Provided text:
○ ○ ○ ○

Talking to midmarket and enterprise customers and nobody is taking Proxmox seriously quite yet, I think due to concerns around support availability and long term viability. Hyper-V and Azure Local come up a lot in these conversations if you run a lot of Windows (Healthcare in the US is nearly entirely Windows based). Have some folks kicking tires on OpenShift, which is a HEAVY lift and not much less expensive than modern Broadcom licenses.
My personal dark horse favorite right now is HPE VM Essentials. HPE has a terrible track record of being awesome at enterprise software, but their support org is solid and the solution checks a heck of a lot of boxes, including broad support for non-HPE servers, storage, and networking. Solution is priced to move and I expect HPE smells blood in these waters, they're clearly dumping a lot of development resources into the product in this past year.
I've used them professionally during 0.9 times (2008.) and it was already quite useful and very stable (all advertised features worked).
17 years looks pretty good to me, Proxmox will not go away (neither product or company)
>(Healthcare in the US is nearly entirely Windows based).
This wasn't my experience in over a decade in the industry.
It's Windows dominant, but our environment was typically around a 70/30 split of Windows/Linux servers.
Cerner shops in particular are going to have a larger Linux footprint. Radiology, biomed, interface engines, and med records also tended to have quite a bit of nix infrastructure.
One thing that can be said is that containerization has basically zero penetration with any vendors in the space. Pretty much everyone is still doing a pets over cattle model in the industry.
HPE VM Essentials and Proxmox are just UI/wrappers/+ on top of kvm/virsh/libvirt for the virtualization side.
You can grow out of either by just moving to self hosted, or you can avoid both for the virtualization part if you don't care about the VMware like GUI if you are an automation focused company.
If we could do it 20 years ago once VT-x for production Oracle EBS instances for a smaller but publicly traded company with a IT team of 4, almost any midmarket enterprise could do it today, especially with modern tools.
It is culture and web-ui requirements and FUD that cause issues, not the underlying products that are stable today, but hidden from view.
Correction: In Proxmox VE we're not using virsh/libvirt at all, rather we have our own stack for driving QEMU on a low-level, our in-depth integration, especially with live local storage migration our Backup Servers dirty-bitmap (known as change block tracking in vmware worlds) would be possible in the form we have it. Same w.r.t. our own stack for managing LXC container.

○ ○ ○ ○

Data segment:
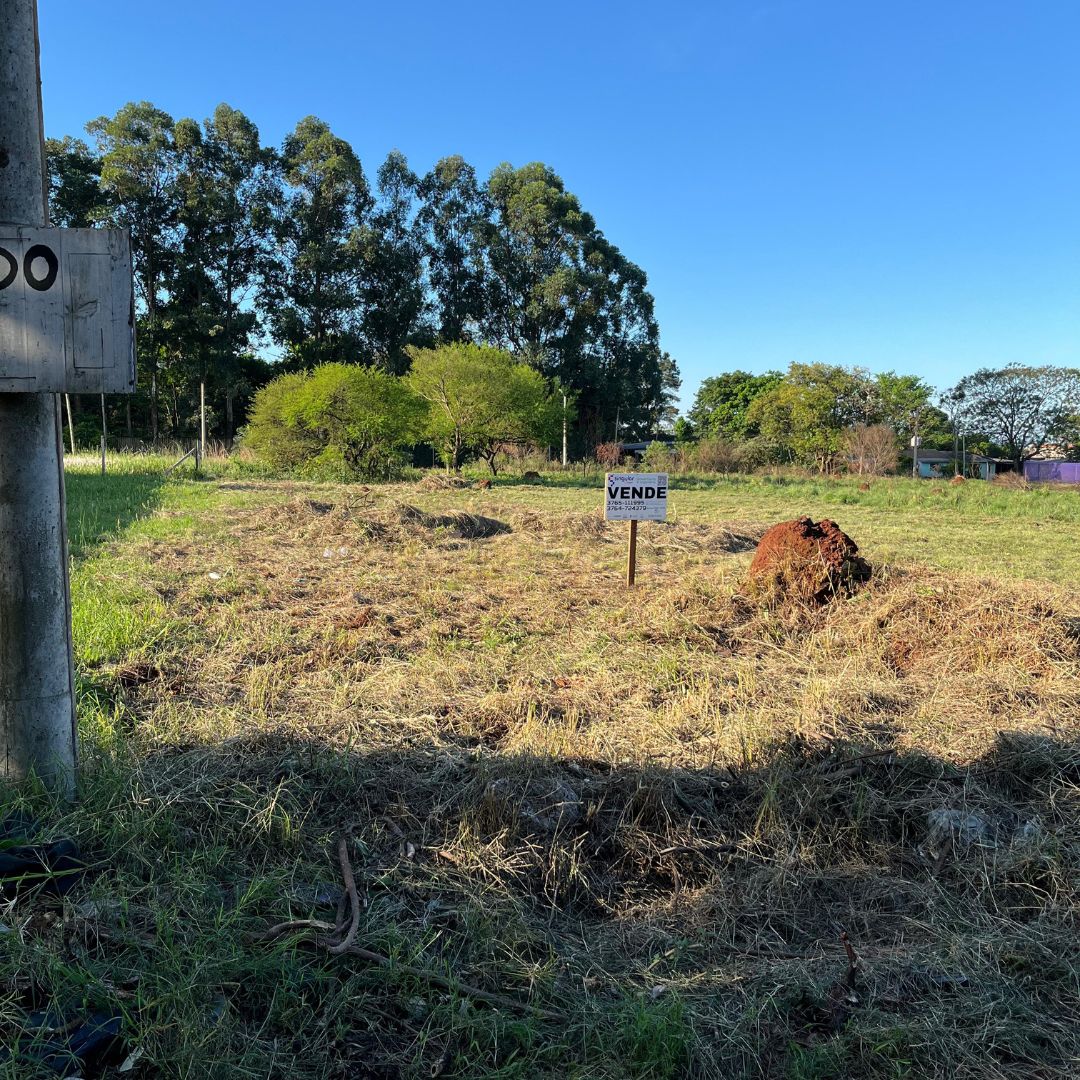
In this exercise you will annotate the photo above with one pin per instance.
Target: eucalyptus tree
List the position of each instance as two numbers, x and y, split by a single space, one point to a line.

○ ○ ○ ○

Required actions:
1: In the forum thread on virtualization, what split of Windows to Linux servers did one commenter's healthcare environment typically have?
2: Please list every healthcare area that the forum thread on virtualization says tended to have quite a bit of nix infrastructure.

Answers for the exercise:
1: Around 70/30 Windows/Linux.

2:
- Radiology
- Biomed
- Interface engines
- Med records